--- Begin Article ---

Mum was like that, a sort of unchained typer.  I’m positive she thought of herself as “just typing,” not writing.  She was a daughter, wife, mother of five, cook, cleaner, seamstress, volunteer, but not a writer….

…. Except rather than typing the newspaper or the phone book, she typed these incredible impromptu stories.  The stories were fiction -- silly and full of puns.  They were about people with funny names, doing outrageous things.  I wish I had one copy of one story.  I wish I could remember one thing she wrote.  All I know is the stories were wildly imaginative, really funny, and short. 

I had forgotten about Mum’s stories until today when I sat down and looked at a little piece of paper on my desk.  The piece of paper is something I dug out of my purse.  It got into my purse because I had a goofy inspiration in the car the other day.

My husband, Mike, was driving.  I must have been daydreaming and remembering Italian words from 35 years ago when I was a student in Italy.

“Mike,” I said, “I have a funny idea for story character names.  They’re all Italian words.” 

He’s used to outbursts like this.  As usual, he said,  “There’s a notebook in the glove compartment.”  I quick grabbed it wrote down the names.  They are:

Basta Cosi
   Subito Dopo
   Sempre Diritto
   Molti Annifa 

Wouldn’t those be great names for people in a story set in Little Italy?

The “names” aren’t names at all.  In Italian they mean:

Enough Already
   Soon After
   Straight Ahead
   Many Years Ago

But they sound like names to me, names no more exotic than Andrea Bocelli or Luciano Pavarotti. And it cracks me up that the names have meanings.  When you think of it, lots of names have meanings – like Joe Carpenter or Mary Fisher or Gail Sweet.  We’re used to those.  Why couldn’t a name mean “Enough already?”

I’m not a fiction writer.  But if I were a fiction writer, I’d try to be like Mum.  I’d plunk myself down at the keyboard (thank God not manual typewriter elephant), throwing caution to the treetops.  I’d laugh and I’d write a silly story with those four Italian characters, a real noir tale.  Everyone would smoke cigarettes and wear hats.  Dust motes would dance in light leaking through partially-open blinds.     I see Subito Dopo as the main character, a detective longing for the old days….

…. Subito is tired of political correctness and search warrants and proper channels.  He grew up reading Micky Spillane and wishes things could be the way they were, or maybe never were.  Subito is a loner but dreams of finding Ms. Right (or in Little Italy, Ms. Destra).  He keeps looking for love in all the wrong places – sometimes even with his own clients.

Sempre Diritto is Subito’s secretary and sometimes sidekick.  She’s a tough-talking, good-looking woman who would be a perfect mate for Subito except she’s a lesbian. You might say Subito and Sempre have a brother-sister relationship.  When Subito gets too gloomy, Sempre perks him up with sarcasm.  Her sass is the kick in the butt Subito needs.  After she adjusts his attitude, they get back to the important business of detective work, or trying to get clients to pay their bills, or both.

--- End Article ---

**Required actions:**
**1)** Answer these questions from the post about Mum's stories, one line each:
(a) How many children did Mum have?
(b) Who was driving the car on the day of the idea?
(c) Which character is Subito's secretary?
**2)** Rewrite the part of the post about Mum's stories that begins at the words "I had forgotten" and stops after "in Little Italy?", swapping "purse" for "handbag" each time it appears.
**3)** State whether each statement agrees with the post about Mum's stories, answering yes or no on its own line and quoting the words that decide it:
(a) The narrator was once a student in Italy.
(b) The narrator still has a copy of one of Mum's stories.
(c) Mum thought of herself as a writer.

--- Begin Dataset records ---

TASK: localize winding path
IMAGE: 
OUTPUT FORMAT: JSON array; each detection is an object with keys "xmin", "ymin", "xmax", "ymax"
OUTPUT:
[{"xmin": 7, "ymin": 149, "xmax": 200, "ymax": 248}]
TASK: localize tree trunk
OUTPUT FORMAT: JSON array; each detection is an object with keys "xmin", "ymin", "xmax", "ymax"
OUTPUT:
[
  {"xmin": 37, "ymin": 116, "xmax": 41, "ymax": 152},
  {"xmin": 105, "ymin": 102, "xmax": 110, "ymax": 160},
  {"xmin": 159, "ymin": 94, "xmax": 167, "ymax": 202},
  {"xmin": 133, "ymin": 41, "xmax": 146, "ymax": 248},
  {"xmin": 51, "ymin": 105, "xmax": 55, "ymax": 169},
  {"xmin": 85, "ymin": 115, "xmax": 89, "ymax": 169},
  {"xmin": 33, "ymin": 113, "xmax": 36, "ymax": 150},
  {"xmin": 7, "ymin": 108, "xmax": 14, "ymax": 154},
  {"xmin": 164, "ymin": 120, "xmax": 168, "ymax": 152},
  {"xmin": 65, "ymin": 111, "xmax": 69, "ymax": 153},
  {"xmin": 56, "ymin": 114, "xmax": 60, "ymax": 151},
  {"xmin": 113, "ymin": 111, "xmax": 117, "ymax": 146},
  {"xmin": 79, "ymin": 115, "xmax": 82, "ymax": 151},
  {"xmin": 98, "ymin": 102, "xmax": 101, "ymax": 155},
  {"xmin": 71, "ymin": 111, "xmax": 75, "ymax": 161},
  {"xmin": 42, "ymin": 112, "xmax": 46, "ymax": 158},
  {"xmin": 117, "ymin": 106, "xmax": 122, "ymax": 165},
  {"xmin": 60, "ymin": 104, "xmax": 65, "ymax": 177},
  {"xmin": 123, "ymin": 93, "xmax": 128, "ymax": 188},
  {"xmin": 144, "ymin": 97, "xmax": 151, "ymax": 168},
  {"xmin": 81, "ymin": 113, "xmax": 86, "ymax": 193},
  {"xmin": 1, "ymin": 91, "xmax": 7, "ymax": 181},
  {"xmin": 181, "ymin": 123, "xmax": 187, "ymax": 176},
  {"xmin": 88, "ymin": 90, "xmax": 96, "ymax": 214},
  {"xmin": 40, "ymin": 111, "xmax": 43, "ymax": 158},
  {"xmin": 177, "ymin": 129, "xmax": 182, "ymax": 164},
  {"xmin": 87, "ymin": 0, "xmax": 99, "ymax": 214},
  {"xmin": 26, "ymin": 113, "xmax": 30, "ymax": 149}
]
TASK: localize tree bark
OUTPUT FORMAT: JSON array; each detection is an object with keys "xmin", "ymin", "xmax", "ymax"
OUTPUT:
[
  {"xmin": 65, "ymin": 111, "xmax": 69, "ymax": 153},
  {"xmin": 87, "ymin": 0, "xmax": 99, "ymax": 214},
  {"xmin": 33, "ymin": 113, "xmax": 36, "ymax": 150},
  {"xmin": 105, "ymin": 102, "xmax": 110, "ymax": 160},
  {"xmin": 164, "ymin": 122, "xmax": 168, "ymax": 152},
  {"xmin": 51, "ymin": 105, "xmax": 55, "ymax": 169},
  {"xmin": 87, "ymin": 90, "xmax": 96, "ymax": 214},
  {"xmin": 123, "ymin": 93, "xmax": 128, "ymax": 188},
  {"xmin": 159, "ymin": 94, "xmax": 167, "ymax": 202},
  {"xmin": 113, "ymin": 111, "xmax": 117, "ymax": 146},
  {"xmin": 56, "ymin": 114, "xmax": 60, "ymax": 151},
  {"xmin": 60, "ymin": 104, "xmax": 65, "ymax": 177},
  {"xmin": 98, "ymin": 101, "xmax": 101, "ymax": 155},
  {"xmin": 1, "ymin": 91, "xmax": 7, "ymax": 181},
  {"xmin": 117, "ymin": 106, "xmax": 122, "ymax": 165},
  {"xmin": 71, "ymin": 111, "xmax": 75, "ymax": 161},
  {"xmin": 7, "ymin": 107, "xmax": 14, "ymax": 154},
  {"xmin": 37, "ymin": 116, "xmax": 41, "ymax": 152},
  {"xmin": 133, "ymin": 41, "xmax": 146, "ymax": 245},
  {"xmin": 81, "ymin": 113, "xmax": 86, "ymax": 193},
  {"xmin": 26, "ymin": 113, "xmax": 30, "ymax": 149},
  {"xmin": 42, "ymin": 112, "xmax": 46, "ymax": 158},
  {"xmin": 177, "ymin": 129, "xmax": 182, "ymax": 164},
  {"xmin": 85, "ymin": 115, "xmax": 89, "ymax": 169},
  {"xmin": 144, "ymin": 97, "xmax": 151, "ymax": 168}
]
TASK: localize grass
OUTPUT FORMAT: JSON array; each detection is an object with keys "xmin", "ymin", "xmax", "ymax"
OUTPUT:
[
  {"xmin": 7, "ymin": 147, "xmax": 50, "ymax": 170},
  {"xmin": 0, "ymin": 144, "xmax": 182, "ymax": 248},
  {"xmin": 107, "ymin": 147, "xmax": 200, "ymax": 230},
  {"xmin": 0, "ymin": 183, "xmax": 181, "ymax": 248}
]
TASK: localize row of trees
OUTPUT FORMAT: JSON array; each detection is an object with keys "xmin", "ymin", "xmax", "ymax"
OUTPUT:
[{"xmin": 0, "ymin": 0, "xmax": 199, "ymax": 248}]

--- End Dataset records ---

**Answer set:**
**1)**
(a) Five
(b) Mike
(c) Sempre Diritto

**2)**
I had forgotten about Mum’s stories until today when I sat down and looked at a little piece of paper on my desk.  The piece of paper is something I dug out of my handbag.  It got into my handbag because I had a goofy inspiration in the car the other day.

My husband, Mike, was driving.  I must have been daydreaming and remembering Italian words from 35 years ago when I was a student in Italy.

“Mike,” I said, “I have a funny idea for story character names.  They’re all Italian words.” 

He’s used to outbursts like this.  As usual, he said,  “There’s a notebook in the glove compartment.”  I quick grabbed it wrote down the names.  They are:

Basta Cosi
   Subito Dopo
   Sempre Diritto
   Molti Annifa 

Wouldn’t those be great names for people in a story set in Little Italy?

**3)**
(a) Yes: "when I was a student in Italy"
(b) No: "I wish I had one copy of one story."
(c) No: "but not a writer"